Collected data
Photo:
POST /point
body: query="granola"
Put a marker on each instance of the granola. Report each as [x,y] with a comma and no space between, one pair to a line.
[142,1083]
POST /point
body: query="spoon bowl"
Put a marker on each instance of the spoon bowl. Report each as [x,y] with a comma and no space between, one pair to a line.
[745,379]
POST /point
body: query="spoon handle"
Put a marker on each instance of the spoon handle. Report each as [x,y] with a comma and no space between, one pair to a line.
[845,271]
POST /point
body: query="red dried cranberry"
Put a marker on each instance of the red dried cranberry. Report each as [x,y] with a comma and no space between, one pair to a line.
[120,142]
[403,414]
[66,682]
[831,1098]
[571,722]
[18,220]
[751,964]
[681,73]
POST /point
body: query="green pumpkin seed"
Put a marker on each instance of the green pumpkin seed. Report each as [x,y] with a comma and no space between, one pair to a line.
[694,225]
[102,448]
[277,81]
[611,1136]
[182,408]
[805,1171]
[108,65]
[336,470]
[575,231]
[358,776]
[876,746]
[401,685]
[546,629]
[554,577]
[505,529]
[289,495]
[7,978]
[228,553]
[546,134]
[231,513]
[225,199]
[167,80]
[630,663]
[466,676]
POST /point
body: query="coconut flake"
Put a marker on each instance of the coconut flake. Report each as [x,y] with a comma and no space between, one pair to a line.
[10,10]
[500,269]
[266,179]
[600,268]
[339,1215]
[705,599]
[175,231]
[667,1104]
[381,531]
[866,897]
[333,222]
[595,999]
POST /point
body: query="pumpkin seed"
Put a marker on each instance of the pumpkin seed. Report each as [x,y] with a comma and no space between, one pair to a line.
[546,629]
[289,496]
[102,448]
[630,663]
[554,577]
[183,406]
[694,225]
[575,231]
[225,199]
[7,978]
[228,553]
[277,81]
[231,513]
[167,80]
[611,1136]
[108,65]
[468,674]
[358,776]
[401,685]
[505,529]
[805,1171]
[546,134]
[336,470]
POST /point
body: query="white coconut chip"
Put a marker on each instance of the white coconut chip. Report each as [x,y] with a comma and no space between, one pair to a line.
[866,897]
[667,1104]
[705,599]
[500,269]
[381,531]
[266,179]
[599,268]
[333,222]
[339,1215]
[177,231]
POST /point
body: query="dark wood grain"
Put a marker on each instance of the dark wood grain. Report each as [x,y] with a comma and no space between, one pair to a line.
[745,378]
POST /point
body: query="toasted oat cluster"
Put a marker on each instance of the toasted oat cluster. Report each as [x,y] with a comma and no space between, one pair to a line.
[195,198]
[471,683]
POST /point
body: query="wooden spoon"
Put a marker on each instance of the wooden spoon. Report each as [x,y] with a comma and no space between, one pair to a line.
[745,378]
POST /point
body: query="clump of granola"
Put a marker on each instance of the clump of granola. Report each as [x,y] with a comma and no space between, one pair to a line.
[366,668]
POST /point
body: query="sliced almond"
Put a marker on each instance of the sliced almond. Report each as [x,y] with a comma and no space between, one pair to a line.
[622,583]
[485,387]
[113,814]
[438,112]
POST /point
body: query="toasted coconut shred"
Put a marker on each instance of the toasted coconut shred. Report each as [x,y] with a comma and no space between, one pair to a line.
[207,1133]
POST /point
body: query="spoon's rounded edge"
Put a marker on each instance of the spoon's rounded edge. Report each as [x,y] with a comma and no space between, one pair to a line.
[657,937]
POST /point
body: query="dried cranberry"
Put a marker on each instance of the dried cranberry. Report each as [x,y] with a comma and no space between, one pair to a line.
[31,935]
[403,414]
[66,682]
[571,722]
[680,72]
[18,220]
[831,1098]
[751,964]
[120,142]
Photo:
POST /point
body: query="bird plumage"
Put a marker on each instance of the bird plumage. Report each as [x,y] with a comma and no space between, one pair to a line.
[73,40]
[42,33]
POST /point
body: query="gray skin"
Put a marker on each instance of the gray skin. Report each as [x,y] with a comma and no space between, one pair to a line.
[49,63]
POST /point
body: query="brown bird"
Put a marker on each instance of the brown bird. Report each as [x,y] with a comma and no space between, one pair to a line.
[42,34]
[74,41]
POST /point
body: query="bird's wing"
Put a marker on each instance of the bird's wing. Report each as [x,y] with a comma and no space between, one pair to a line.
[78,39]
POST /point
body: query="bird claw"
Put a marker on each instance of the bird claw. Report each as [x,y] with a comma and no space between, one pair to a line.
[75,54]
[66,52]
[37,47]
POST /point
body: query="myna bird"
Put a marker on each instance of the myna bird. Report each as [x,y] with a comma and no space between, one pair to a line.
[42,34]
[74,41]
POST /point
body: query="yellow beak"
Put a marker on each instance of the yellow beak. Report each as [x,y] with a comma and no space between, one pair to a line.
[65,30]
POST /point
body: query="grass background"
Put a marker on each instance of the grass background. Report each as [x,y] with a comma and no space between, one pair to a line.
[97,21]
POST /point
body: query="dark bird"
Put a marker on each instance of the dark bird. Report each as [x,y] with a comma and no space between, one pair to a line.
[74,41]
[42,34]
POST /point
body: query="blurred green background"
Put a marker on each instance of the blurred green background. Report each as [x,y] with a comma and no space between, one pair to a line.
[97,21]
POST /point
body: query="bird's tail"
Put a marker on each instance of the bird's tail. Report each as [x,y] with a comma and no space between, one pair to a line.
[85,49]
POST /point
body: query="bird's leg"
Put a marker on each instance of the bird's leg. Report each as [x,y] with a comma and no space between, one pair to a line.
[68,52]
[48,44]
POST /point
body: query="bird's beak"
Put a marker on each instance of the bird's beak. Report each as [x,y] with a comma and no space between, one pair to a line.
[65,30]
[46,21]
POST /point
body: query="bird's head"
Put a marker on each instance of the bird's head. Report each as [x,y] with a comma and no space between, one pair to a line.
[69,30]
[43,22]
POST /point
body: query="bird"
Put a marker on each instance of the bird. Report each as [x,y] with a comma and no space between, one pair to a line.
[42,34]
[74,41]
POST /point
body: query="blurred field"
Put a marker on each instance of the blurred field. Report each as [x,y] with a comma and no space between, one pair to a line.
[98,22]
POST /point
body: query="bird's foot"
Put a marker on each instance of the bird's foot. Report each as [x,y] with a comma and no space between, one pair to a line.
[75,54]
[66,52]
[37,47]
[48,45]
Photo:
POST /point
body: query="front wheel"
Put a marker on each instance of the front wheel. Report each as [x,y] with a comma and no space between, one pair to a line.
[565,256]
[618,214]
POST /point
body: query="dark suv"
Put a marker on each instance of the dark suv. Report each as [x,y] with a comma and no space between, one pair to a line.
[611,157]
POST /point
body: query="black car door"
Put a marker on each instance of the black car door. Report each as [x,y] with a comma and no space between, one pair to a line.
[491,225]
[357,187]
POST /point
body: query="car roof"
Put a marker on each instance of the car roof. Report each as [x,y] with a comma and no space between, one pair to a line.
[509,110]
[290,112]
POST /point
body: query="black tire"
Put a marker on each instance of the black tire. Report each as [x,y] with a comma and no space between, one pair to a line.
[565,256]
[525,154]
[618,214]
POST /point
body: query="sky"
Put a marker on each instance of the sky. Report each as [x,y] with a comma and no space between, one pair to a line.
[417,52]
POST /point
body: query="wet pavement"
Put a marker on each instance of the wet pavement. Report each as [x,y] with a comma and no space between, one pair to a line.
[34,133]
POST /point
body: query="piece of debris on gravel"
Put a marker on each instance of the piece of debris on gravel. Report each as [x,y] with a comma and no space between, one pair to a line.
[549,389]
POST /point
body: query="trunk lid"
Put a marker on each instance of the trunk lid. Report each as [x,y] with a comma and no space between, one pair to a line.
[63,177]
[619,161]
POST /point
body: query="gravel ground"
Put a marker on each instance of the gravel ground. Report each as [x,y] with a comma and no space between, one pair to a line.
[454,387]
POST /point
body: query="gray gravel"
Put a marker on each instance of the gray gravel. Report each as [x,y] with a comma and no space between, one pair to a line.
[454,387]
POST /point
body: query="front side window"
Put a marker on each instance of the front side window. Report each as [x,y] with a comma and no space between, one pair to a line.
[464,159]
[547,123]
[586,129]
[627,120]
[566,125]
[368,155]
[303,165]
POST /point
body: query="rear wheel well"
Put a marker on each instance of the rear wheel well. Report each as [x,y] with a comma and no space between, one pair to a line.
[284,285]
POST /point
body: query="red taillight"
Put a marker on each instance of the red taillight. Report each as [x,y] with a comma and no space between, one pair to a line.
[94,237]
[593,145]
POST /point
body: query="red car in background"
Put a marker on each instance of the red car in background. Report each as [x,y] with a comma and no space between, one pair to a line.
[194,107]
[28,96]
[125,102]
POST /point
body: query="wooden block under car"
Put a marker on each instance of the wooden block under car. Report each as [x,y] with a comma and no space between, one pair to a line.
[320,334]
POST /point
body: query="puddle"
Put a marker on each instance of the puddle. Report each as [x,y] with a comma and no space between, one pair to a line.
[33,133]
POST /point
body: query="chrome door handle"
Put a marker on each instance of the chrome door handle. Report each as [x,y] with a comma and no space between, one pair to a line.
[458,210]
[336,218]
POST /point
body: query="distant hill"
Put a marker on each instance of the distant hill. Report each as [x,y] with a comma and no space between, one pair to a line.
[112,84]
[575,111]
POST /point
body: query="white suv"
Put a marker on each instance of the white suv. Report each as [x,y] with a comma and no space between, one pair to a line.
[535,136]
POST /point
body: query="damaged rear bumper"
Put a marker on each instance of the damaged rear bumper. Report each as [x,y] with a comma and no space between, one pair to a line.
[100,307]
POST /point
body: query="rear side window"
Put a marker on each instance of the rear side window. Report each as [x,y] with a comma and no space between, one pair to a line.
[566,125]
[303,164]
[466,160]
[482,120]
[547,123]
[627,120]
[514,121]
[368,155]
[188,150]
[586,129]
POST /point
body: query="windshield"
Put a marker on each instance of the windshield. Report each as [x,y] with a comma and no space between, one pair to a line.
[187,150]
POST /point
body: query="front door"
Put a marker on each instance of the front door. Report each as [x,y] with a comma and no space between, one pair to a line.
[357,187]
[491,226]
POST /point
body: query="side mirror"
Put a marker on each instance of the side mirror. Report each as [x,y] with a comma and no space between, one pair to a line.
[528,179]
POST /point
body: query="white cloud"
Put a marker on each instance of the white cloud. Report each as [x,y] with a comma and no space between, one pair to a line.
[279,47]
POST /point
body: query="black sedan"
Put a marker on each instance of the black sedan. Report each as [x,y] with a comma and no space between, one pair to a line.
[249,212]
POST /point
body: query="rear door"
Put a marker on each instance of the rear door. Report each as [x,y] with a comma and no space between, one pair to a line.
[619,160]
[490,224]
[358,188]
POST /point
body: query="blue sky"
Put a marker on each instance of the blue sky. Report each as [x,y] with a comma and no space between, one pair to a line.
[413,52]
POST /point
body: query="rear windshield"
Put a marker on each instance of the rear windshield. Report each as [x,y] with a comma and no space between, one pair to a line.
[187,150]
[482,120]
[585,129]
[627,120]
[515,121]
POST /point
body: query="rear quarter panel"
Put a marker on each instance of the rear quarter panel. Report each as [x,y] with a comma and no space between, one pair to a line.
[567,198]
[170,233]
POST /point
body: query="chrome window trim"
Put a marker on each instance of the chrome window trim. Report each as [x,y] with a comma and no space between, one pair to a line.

[Exercise description]:
State only the number of lines in the items above that contain the string "brown". Case matters.

[Response]:
2